**TASK INSTRUCTIONS**:
Format the rows from the first line through the line containing "54], [94, 54]]", both included, as a Markdown table with the columns "Number" and "Row line", omitting any blank lines.

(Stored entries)

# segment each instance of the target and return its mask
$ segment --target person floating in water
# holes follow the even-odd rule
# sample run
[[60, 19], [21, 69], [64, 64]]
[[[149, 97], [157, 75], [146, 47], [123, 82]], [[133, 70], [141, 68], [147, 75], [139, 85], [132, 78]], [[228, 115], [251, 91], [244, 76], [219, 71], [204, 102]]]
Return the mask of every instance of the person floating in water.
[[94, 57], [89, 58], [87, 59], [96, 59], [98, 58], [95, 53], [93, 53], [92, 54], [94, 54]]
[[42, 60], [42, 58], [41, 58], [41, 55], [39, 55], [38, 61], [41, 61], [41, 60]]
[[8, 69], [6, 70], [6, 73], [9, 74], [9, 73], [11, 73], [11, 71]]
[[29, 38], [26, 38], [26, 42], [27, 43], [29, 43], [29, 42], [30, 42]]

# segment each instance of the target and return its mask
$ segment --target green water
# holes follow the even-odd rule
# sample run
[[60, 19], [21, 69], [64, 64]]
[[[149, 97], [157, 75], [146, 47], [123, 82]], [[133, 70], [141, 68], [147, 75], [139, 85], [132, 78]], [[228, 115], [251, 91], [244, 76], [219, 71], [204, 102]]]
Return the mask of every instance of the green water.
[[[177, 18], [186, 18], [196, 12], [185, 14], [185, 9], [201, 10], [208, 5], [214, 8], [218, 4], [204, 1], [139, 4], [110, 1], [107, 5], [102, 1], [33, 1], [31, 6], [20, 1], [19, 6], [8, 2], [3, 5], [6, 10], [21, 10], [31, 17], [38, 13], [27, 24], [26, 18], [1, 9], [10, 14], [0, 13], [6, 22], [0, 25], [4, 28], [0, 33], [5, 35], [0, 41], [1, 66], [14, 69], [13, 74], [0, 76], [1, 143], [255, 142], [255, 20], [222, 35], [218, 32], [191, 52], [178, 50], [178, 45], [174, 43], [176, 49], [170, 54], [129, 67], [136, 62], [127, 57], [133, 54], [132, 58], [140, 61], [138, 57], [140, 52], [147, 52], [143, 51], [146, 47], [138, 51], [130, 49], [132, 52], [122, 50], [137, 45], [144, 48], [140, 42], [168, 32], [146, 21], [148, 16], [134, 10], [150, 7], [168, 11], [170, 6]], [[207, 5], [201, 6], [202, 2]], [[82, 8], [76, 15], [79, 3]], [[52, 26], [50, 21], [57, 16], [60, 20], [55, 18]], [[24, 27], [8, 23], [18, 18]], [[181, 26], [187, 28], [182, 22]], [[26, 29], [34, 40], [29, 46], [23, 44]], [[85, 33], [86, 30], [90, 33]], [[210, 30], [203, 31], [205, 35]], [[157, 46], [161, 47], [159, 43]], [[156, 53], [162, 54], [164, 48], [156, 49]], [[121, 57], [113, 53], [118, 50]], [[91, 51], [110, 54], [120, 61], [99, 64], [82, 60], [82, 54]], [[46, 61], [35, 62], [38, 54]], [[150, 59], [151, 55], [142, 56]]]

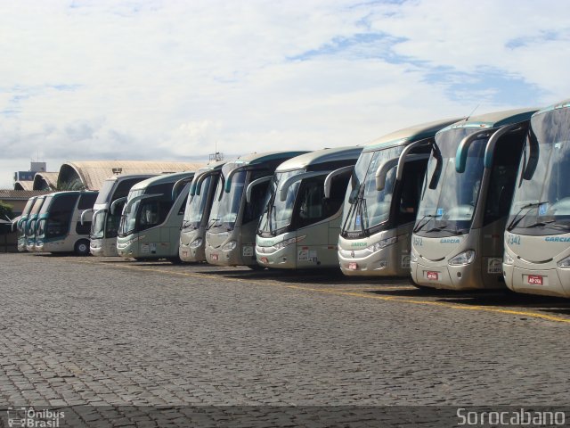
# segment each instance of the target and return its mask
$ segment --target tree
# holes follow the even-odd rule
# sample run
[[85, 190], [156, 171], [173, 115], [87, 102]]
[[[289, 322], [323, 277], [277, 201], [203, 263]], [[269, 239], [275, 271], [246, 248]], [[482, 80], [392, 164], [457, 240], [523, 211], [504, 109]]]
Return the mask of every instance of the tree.
[[5, 220], [6, 217], [8, 218], [13, 218], [13, 208], [14, 207], [12, 207], [12, 205], [0, 201], [0, 218], [2, 218], [3, 220]]

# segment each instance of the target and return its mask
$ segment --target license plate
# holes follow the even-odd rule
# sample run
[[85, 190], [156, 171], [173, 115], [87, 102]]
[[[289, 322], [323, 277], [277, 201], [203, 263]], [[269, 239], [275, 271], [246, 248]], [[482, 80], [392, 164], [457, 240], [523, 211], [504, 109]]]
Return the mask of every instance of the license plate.
[[528, 284], [531, 285], [542, 285], [542, 276], [540, 275], [529, 275]]
[[439, 279], [439, 272], [434, 272], [433, 270], [428, 270], [426, 274], [426, 277], [432, 281], [437, 281]]

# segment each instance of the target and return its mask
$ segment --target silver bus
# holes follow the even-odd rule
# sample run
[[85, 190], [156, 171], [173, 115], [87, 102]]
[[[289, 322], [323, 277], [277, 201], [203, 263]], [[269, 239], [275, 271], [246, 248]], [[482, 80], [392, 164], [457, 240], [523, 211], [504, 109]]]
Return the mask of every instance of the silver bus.
[[37, 216], [45, 201], [45, 195], [37, 196], [29, 211], [28, 219], [22, 223], [22, 234], [24, 235], [25, 251], [33, 251], [36, 249], [36, 228], [37, 226]]
[[[256, 237], [265, 268], [338, 268], [342, 204], [362, 147], [318, 150], [281, 163], [271, 180]], [[248, 199], [248, 189], [246, 190]]]
[[[206, 232], [206, 261], [259, 268], [255, 252], [256, 231], [269, 180], [280, 164], [305, 152], [254, 153], [222, 167]], [[246, 201], [248, 188], [249, 202]]]
[[411, 237], [418, 286], [504, 288], [503, 234], [536, 110], [482, 114], [436, 135]]
[[[84, 211], [91, 212], [98, 192], [55, 192], [45, 196], [36, 228], [37, 252], [89, 254], [91, 215], [81, 221]], [[84, 216], [85, 220], [85, 216]]]
[[[18, 233], [18, 251], [26, 251], [26, 224], [28, 223], [28, 218], [29, 217], [29, 212], [32, 210], [32, 207], [34, 206], [34, 202], [37, 196], [32, 196], [26, 202], [26, 206], [21, 211], [21, 215], [20, 218], [16, 221], [16, 230]], [[39, 211], [38, 211], [39, 212]], [[13, 227], [13, 226], [12, 226]]]
[[206, 261], [206, 227], [224, 163], [216, 162], [196, 171], [180, 231], [178, 255], [182, 261]]
[[113, 176], [103, 182], [93, 207], [91, 254], [94, 256], [118, 255], [117, 234], [126, 195], [134, 185], [154, 176], [155, 174]]
[[117, 236], [117, 252], [126, 259], [180, 261], [180, 226], [193, 172], [141, 181], [128, 193]]
[[510, 290], [570, 297], [570, 100], [531, 119], [504, 244]]
[[338, 262], [347, 276], [410, 276], [411, 229], [438, 120], [364, 146], [346, 189]]

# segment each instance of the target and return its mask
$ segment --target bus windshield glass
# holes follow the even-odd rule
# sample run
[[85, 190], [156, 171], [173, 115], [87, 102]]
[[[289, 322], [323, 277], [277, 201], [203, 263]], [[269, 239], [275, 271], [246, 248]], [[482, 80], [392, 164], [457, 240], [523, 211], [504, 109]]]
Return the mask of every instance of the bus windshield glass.
[[[223, 178], [218, 181], [214, 195], [214, 203], [212, 204], [212, 211], [210, 214], [211, 227], [224, 227], [227, 230], [232, 230], [240, 213], [240, 205], [241, 204], [241, 195], [245, 185], [248, 172], [240, 170], [232, 176], [232, 183], [230, 192], [224, 190], [225, 177], [228, 177], [224, 169], [229, 164], [225, 164], [222, 170], [224, 172]], [[228, 171], [229, 172], [229, 171]]]
[[109, 202], [111, 193], [114, 190], [116, 184], [117, 184], [117, 180], [105, 180], [103, 182], [103, 185], [102, 189], [99, 191], [99, 195], [97, 195], [95, 205], [99, 203]]
[[206, 209], [208, 195], [210, 186], [216, 185], [218, 175], [209, 175], [200, 185], [200, 194], [196, 193], [188, 200], [188, 205], [184, 211], [184, 220], [182, 225], [183, 229], [197, 229], [202, 221], [202, 216]]
[[[519, 167], [508, 230], [523, 235], [570, 232], [570, 109], [559, 109], [531, 120]], [[536, 167], [529, 180], [523, 178], [538, 147]]]
[[441, 174], [436, 188], [430, 189], [428, 185], [438, 163], [432, 151], [414, 233], [428, 236], [451, 236], [467, 233], [471, 227], [484, 170], [483, 158], [489, 135], [471, 143], [462, 173], [455, 169], [455, 155], [463, 138], [480, 130], [460, 128], [436, 135], [436, 144], [442, 156]]
[[265, 201], [264, 214], [259, 222], [261, 235], [278, 235], [286, 232], [291, 224], [295, 200], [299, 190], [301, 180], [294, 182], [287, 189], [287, 197], [281, 201], [278, 193], [279, 185], [291, 177], [305, 173], [305, 169], [294, 169], [292, 171], [276, 172], [271, 180], [267, 199]]
[[387, 171], [382, 191], [376, 190], [376, 171], [382, 161], [399, 157], [403, 148], [400, 145], [360, 155], [345, 197], [343, 236], [361, 235], [388, 219], [396, 166]]
[[[145, 189], [138, 189], [132, 190], [128, 193], [127, 202], [131, 201], [133, 198], [136, 196], [141, 196], [144, 194]], [[121, 223], [119, 226], [118, 235], [120, 236], [127, 236], [134, 232], [134, 226], [136, 223], [136, 212], [138, 210], [141, 201], [136, 201], [130, 207], [130, 210], [126, 211], [124, 210], [123, 215], [121, 217]], [[125, 207], [126, 208], [126, 207]]]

**OUTPUT OF THE EXERCISE**:
| Number | Row line |
|---|---|
| 1 | # segment each instance of the target and return its mask |
| 2 | $ segment --target person floating in water |
| 3 | # holes follow the even-odd rule |
| 4 | # sample run |
| 5 | [[60, 19], [21, 69], [64, 64]] |
| 6 | [[[149, 97], [157, 75], [146, 47], [123, 82]], [[133, 70], [141, 68], [147, 75], [139, 85], [132, 78]], [[228, 115], [251, 91], [244, 76], [219, 71], [204, 102]]] |
| 7 | Return the mask of every instance of the person floating in water. |
| 8 | [[94, 57], [89, 58], [87, 59], [96, 59], [98, 58], [95, 53], [93, 53], [92, 54], [94, 54]] |